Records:
((
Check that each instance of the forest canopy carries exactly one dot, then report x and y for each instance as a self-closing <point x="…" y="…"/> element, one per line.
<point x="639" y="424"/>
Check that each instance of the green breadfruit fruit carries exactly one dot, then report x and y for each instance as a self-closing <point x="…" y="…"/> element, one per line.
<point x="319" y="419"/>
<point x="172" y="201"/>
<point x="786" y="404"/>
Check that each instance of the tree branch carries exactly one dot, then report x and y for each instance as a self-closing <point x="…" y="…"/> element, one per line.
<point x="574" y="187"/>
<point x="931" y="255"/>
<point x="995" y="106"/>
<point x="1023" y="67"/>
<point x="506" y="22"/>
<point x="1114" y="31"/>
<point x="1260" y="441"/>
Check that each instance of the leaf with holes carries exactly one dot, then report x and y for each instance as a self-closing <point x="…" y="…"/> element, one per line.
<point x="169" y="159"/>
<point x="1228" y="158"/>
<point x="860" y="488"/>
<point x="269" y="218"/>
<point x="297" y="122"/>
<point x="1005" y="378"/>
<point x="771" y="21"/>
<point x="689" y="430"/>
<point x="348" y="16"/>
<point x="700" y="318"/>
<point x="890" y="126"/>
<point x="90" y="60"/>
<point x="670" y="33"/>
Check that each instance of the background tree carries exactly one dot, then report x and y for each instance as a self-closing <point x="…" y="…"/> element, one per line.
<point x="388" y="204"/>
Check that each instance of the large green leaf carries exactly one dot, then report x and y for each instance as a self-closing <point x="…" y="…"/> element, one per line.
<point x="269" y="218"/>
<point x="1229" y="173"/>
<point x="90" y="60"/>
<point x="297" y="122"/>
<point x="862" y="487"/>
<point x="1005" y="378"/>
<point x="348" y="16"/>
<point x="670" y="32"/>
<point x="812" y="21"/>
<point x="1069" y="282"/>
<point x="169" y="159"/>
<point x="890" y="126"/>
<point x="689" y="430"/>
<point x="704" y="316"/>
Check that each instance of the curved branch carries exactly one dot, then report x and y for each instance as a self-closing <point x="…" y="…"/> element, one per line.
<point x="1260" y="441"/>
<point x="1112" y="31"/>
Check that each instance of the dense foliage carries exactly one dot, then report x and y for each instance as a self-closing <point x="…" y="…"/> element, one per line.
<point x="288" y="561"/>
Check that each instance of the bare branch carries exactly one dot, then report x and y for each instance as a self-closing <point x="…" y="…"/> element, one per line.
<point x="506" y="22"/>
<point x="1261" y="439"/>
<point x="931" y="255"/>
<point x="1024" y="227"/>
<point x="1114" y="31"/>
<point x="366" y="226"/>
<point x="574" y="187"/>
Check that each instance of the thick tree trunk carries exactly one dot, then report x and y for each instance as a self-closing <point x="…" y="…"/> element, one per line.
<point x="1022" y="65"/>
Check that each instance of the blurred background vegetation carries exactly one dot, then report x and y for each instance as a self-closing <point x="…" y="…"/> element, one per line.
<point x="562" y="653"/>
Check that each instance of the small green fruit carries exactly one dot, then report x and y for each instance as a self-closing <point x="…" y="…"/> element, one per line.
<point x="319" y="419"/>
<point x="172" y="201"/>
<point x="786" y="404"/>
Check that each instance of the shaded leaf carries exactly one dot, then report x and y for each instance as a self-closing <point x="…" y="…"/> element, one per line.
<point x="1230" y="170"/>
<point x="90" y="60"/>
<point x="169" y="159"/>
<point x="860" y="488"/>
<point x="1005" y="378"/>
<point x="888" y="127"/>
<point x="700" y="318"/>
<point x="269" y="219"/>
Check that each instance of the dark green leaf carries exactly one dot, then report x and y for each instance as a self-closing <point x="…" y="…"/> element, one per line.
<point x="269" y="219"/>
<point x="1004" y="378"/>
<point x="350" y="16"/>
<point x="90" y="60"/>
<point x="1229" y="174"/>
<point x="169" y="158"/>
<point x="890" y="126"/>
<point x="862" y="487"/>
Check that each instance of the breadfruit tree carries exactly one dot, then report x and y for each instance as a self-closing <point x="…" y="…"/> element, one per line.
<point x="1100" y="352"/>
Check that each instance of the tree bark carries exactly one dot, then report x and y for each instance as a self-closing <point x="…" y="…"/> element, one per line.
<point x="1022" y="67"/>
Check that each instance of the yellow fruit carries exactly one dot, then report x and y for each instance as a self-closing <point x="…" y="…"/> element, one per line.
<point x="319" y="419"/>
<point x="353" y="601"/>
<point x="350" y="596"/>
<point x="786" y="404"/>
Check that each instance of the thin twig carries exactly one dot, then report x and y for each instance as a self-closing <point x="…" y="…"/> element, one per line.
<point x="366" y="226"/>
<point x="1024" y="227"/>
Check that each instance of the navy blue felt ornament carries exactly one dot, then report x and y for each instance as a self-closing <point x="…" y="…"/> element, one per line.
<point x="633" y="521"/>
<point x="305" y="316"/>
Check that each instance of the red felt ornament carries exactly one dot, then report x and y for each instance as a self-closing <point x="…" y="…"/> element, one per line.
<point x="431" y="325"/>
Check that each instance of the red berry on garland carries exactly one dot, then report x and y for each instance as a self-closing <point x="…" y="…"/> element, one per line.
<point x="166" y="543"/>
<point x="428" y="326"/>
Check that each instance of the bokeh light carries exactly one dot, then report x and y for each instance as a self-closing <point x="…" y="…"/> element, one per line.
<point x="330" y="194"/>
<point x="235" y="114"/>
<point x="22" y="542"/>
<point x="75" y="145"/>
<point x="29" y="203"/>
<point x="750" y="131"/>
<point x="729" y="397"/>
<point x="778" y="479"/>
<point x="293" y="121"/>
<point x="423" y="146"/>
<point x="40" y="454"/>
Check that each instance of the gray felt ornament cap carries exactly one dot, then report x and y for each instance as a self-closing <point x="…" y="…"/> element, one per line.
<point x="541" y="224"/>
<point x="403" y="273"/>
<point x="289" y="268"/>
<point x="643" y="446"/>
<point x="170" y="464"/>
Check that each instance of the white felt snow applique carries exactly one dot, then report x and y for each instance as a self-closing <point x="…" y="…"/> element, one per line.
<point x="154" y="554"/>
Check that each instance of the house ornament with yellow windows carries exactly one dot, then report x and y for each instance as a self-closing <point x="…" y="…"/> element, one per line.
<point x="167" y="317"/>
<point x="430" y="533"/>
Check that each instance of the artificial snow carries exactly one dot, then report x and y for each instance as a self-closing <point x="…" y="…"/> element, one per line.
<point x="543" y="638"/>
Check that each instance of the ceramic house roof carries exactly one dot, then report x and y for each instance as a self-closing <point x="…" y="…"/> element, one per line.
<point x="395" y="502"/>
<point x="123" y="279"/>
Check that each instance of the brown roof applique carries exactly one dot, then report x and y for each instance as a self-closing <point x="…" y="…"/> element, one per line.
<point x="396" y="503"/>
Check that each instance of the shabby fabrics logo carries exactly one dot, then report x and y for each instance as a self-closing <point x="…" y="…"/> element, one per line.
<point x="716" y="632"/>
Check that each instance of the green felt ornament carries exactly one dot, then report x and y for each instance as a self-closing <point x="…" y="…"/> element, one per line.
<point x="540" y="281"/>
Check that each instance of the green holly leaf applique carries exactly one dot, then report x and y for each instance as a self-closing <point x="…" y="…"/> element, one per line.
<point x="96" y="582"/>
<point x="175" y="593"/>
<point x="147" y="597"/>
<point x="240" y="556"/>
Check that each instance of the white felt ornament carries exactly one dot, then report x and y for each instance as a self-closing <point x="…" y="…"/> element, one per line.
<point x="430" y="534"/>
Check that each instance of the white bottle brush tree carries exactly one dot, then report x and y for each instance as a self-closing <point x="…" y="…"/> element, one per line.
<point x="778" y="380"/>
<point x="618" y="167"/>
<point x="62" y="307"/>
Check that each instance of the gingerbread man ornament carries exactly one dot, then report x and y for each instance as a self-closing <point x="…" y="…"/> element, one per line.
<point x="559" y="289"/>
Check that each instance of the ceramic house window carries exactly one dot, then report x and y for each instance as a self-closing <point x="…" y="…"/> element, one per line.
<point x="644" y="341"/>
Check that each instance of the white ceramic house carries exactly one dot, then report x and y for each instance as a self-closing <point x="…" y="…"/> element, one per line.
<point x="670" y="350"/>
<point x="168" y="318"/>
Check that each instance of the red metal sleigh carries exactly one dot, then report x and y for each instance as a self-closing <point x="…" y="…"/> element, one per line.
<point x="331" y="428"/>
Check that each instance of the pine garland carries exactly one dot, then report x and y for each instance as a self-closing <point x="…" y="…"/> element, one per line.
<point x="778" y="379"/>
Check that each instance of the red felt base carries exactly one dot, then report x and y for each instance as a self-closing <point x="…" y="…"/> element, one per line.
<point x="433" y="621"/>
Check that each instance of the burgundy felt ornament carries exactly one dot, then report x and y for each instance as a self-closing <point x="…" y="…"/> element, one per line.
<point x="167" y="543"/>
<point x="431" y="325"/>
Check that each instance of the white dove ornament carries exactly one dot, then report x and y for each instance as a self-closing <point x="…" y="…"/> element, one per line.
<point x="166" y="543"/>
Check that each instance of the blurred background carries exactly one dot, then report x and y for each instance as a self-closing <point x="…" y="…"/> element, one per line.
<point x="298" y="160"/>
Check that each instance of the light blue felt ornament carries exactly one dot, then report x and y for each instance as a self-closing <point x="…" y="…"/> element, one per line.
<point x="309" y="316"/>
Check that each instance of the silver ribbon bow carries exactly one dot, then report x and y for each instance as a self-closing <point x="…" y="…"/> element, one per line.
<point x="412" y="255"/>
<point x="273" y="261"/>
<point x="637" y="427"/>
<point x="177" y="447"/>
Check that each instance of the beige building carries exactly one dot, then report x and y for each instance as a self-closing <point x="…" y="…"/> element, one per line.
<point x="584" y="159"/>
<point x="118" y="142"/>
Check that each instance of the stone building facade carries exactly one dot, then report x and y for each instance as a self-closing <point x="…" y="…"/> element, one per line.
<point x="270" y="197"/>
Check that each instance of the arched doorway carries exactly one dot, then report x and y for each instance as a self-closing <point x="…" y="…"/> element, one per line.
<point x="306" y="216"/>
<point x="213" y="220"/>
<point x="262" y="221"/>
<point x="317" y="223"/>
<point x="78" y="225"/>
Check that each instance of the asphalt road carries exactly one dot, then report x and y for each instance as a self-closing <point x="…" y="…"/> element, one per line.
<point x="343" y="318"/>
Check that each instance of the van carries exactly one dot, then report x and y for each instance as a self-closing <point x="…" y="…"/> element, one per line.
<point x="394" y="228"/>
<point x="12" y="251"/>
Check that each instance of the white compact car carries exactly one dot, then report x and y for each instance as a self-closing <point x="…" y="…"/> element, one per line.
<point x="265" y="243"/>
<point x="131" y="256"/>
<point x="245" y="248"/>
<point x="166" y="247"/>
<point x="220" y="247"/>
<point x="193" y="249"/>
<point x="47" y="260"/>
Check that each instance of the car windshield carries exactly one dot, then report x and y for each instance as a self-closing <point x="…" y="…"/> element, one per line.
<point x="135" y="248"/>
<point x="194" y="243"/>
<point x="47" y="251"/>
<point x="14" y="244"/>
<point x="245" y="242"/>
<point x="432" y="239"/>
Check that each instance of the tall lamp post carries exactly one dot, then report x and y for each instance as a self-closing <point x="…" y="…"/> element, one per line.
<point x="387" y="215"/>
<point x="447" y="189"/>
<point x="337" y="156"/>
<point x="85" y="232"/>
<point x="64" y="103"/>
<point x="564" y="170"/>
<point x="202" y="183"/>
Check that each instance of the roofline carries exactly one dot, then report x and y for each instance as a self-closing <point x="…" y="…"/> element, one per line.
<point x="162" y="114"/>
))
Requirements: Set down only these lines, exactly: the line containing "Check that each instance of the van" and each line after it, through the end of the listing.

Output below:
Check that each instance of the van carries exactly one dot, then report x and y for each instance as a self-closing <point x="…" y="…"/> element, one per line.
<point x="394" y="228"/>
<point x="12" y="251"/>
Check that each instance of the white compact car carries exactly one dot, then report x and y for each instance as a self-closing <point x="…" y="…"/> element, one per line.
<point x="265" y="243"/>
<point x="131" y="256"/>
<point x="245" y="248"/>
<point x="166" y="247"/>
<point x="220" y="247"/>
<point x="193" y="249"/>
<point x="47" y="260"/>
Check that each instance of the car windshield carries exactly one dot, then report x and y for each instance as a self-closing <point x="…" y="…"/> element, one per line.
<point x="135" y="248"/>
<point x="194" y="243"/>
<point x="47" y="251"/>
<point x="14" y="244"/>
<point x="245" y="242"/>
<point x="432" y="239"/>
Check that each instance of the tall lamp post carries exactly one dot, then report x and y for each instance as a self-closing <point x="…" y="…"/> element, one per line.
<point x="387" y="215"/>
<point x="447" y="189"/>
<point x="337" y="156"/>
<point x="85" y="232"/>
<point x="64" y="103"/>
<point x="564" y="170"/>
<point x="202" y="183"/>
Check that each instance of the roofline carries exactly one dot, then report x and y for each instance as a self-closing <point x="…" y="…"/> element, one per line.
<point x="162" y="114"/>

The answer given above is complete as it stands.